▸ **Written task**
Set down the final stretch of the data, from the line that holds "Please pick out the dock section" through the last line, both included, with pictures left out.

--

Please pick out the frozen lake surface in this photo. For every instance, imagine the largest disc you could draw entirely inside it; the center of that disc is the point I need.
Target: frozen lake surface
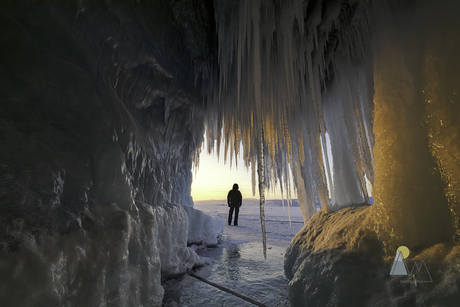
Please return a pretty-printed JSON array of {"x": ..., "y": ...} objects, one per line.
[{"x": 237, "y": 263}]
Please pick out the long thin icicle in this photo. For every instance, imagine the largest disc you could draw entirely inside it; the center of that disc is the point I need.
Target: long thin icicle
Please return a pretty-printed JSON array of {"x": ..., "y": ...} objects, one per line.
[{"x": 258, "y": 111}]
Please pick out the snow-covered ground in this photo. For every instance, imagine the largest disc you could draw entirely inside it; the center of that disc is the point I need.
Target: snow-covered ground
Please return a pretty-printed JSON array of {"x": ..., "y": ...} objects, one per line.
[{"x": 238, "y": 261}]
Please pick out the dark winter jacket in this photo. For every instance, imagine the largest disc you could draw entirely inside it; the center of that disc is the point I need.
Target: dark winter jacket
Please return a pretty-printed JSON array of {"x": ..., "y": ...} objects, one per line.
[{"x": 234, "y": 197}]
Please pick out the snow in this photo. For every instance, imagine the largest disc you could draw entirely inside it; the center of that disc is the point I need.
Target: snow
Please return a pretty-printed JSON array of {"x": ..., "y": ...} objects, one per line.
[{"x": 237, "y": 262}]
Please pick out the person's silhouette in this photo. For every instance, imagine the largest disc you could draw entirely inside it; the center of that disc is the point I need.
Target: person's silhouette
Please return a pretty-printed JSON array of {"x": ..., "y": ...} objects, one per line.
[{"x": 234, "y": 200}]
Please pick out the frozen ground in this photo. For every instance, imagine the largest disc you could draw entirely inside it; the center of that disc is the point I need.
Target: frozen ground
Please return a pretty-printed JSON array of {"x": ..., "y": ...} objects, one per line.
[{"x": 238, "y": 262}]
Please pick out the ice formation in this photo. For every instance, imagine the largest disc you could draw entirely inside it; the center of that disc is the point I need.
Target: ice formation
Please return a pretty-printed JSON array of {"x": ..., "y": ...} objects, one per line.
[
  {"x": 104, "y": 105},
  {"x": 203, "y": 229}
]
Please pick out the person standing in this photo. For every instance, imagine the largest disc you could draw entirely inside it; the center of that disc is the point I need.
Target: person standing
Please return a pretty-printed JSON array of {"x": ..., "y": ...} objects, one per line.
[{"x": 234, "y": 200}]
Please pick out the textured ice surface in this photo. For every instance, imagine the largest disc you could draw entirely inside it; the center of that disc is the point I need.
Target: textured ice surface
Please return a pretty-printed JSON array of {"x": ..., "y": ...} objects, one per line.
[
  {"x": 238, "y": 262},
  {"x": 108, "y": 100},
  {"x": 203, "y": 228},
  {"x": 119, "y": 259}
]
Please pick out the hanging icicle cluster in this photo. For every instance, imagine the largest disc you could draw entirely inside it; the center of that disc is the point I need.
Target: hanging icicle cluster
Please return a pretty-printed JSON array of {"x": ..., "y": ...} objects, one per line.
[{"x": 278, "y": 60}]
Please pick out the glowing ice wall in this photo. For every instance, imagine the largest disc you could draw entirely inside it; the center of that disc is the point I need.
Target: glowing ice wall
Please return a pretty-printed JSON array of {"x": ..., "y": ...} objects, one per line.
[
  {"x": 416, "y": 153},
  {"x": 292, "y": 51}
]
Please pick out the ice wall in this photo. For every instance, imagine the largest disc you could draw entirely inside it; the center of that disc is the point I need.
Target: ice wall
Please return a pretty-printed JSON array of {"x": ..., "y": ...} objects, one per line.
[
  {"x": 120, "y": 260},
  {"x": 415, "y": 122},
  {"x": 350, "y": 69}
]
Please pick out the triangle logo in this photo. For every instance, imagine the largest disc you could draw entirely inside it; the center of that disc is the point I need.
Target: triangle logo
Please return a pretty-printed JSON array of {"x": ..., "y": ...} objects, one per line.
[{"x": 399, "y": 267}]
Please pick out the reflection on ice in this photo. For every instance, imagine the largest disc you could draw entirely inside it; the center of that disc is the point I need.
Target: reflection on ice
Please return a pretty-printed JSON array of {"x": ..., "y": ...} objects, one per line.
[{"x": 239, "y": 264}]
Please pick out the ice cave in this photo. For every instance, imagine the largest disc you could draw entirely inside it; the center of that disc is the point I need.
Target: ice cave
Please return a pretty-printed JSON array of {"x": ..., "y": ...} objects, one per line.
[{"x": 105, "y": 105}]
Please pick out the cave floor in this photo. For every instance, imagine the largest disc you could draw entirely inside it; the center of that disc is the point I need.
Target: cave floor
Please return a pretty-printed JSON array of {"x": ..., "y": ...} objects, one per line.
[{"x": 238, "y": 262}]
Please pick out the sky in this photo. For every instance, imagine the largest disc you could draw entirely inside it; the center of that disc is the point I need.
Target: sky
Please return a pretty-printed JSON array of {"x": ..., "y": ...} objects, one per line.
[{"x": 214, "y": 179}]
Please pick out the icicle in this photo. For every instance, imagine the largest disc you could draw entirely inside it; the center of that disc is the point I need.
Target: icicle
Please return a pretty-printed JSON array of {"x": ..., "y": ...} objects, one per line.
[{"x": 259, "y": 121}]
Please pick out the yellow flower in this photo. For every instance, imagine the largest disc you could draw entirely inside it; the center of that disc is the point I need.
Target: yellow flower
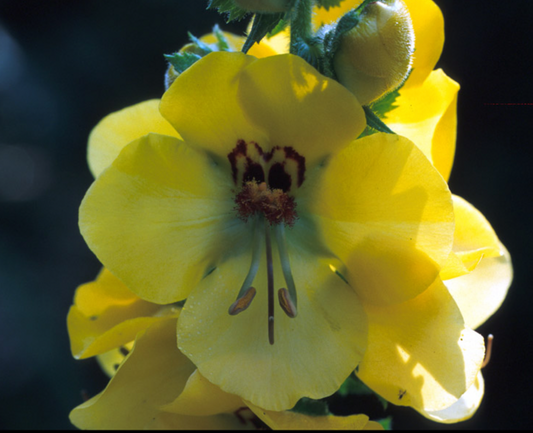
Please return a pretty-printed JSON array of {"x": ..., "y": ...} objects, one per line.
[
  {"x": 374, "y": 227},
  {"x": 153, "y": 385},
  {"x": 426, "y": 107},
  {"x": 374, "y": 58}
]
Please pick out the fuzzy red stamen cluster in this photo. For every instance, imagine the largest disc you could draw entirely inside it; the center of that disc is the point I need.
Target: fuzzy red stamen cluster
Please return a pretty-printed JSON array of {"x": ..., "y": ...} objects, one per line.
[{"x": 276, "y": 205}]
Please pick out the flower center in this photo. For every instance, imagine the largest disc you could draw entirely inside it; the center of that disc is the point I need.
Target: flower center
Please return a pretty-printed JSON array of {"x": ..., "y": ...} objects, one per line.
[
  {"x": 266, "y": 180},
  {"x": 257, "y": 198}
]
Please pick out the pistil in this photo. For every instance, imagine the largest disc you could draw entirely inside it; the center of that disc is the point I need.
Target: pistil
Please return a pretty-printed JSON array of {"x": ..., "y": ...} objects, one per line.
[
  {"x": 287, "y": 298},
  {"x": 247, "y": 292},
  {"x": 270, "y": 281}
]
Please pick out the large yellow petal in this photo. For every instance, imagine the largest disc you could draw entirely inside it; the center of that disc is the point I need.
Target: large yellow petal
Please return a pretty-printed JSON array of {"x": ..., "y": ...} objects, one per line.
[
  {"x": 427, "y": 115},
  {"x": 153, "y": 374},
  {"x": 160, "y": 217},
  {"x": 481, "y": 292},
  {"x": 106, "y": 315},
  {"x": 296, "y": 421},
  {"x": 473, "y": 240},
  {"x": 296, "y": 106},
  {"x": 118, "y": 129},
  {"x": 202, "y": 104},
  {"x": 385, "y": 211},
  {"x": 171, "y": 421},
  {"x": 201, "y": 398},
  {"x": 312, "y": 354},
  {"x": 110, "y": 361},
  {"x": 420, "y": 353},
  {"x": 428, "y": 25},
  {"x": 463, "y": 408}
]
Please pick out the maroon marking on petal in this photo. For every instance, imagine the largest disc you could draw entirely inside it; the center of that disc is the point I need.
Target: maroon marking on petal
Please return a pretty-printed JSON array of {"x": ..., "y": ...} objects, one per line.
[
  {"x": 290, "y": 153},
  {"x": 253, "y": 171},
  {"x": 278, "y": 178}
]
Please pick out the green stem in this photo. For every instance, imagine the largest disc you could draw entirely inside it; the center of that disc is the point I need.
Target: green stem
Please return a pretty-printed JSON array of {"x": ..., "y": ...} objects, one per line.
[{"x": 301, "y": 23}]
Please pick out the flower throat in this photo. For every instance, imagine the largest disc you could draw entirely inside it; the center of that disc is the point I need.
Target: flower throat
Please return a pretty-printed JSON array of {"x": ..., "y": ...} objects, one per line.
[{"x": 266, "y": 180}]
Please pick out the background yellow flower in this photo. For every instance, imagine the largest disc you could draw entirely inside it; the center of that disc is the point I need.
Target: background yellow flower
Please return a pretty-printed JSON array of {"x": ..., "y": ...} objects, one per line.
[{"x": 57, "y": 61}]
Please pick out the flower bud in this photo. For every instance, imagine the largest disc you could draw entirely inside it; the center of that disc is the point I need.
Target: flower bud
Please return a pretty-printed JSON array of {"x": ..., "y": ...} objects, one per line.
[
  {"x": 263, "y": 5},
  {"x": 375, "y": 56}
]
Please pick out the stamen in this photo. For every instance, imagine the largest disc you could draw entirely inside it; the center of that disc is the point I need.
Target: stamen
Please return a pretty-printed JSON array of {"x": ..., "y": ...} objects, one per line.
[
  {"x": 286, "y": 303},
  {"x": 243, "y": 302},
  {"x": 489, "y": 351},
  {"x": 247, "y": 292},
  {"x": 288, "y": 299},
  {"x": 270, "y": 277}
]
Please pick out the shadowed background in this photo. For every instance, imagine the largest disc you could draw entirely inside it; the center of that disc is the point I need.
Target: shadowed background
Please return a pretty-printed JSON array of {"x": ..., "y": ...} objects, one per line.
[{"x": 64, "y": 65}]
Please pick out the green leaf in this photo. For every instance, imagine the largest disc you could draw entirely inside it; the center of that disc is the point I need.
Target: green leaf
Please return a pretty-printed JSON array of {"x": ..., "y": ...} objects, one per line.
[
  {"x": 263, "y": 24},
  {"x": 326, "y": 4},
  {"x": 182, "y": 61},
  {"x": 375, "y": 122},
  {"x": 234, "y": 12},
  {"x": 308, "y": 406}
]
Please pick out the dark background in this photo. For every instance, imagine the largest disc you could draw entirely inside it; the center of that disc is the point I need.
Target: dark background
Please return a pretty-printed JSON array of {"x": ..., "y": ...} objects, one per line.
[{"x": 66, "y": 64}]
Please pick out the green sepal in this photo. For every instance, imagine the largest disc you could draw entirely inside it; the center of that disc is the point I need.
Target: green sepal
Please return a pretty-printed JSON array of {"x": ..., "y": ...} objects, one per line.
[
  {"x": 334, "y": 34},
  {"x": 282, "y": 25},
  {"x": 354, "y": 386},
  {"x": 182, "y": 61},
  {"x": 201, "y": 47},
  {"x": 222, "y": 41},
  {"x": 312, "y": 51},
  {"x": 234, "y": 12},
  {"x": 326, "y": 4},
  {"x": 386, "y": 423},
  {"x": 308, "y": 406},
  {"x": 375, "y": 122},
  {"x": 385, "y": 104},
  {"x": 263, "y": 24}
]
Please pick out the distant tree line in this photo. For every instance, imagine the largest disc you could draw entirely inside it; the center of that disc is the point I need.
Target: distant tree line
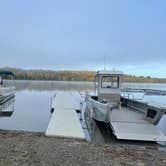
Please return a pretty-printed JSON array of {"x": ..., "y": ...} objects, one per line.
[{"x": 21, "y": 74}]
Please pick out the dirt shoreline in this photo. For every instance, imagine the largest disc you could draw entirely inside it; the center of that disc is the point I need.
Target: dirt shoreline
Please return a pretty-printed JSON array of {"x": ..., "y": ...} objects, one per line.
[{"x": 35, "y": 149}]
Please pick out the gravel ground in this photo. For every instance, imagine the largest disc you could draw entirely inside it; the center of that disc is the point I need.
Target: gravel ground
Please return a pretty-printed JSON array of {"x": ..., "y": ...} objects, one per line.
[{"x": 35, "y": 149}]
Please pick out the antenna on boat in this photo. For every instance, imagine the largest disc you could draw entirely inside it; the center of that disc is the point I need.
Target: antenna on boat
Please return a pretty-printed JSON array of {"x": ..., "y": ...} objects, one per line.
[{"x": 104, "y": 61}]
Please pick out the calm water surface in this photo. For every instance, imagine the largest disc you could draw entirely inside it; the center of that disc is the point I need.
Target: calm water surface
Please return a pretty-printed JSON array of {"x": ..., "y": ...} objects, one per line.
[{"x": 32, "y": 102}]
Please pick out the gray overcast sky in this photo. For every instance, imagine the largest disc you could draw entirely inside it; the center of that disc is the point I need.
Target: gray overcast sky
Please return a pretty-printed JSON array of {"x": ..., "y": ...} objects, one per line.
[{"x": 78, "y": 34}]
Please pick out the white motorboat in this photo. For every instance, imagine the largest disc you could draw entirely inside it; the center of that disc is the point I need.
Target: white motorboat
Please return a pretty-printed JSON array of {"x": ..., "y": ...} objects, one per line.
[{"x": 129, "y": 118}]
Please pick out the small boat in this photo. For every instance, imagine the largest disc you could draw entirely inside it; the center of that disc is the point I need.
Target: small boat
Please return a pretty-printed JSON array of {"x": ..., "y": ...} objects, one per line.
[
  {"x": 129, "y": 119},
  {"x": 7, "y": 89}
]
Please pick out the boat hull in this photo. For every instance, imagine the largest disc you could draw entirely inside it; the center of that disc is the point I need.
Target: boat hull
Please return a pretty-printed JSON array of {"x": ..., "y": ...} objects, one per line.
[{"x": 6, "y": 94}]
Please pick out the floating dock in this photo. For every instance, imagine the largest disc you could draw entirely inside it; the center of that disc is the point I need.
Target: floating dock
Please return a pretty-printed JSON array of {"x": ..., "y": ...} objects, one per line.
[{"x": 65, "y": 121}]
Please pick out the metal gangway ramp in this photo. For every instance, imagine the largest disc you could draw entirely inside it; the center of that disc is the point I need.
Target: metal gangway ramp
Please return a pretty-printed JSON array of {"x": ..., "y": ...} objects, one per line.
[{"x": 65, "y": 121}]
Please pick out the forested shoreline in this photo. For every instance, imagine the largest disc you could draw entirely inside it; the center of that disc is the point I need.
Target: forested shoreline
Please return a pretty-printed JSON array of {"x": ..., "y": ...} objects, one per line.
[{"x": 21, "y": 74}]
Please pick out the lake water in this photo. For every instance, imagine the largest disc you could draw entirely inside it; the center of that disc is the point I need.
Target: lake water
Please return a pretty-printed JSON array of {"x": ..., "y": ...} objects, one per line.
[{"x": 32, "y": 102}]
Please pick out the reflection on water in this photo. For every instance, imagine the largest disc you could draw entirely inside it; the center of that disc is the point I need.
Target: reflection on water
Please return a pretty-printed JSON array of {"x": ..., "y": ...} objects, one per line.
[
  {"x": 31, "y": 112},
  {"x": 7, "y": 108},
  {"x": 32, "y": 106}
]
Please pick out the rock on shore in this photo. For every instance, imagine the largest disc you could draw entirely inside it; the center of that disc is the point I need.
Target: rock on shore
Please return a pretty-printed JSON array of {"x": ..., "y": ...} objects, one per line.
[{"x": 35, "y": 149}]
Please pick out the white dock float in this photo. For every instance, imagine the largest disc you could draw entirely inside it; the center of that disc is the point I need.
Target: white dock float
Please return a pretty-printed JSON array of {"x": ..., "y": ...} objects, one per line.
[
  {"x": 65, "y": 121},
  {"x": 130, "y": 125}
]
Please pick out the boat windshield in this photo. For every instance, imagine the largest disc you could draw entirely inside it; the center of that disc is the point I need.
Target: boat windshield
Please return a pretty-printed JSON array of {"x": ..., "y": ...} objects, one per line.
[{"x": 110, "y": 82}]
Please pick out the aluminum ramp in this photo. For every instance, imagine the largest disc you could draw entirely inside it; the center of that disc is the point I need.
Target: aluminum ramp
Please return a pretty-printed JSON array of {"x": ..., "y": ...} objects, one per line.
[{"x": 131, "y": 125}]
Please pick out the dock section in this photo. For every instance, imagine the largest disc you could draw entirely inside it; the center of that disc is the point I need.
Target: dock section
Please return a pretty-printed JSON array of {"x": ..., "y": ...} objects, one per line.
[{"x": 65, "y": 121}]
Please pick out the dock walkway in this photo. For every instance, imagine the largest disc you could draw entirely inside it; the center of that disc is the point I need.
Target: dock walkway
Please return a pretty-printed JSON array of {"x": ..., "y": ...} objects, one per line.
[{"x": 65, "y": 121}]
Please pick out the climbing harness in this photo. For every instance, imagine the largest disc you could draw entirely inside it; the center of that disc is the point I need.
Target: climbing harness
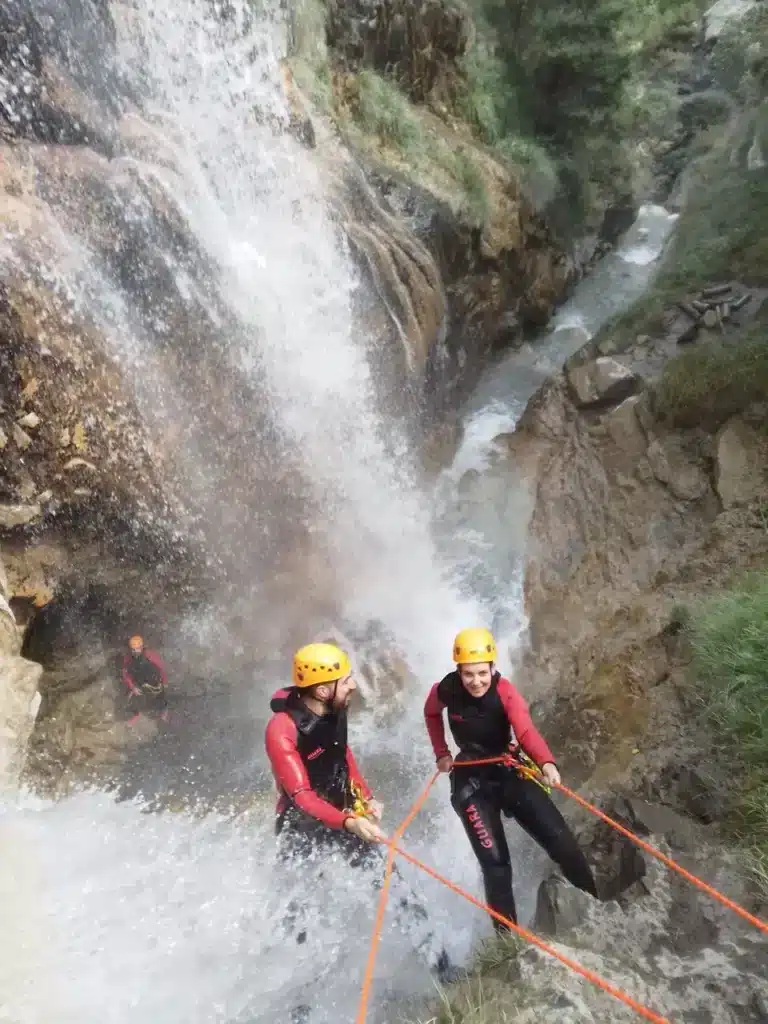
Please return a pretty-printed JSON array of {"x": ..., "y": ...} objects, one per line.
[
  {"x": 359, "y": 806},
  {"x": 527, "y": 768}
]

--

▸ **Complete output**
Please pick out the dock section in this photo. For every instance, imagine the largest disc you could draw entirely inside it; the center of that disc is the point I need.
Target: dock section
Please return a pretty-printed JSON array of {"x": ..., "y": ...} objects, one per line.
[{"x": 65, "y": 121}]
Please pick out the dock walkway in this photo. For every instance, imagine the largest disc you could draw entirely inside it; the center of that disc is the point I need.
Target: dock walkway
Please return a pretty-printed JSON array of {"x": ..., "y": ...} objects, one per line.
[{"x": 65, "y": 121}]
Please pick out the climbing harness in this photo. For every instance, imagine the largest disc you could draw entirely inside it; the center of that disc is the point I need.
Target: climbing harness
Please return a pretty-printed JSON array of {"x": ..., "y": ...} objects, one per line.
[
  {"x": 359, "y": 806},
  {"x": 527, "y": 768}
]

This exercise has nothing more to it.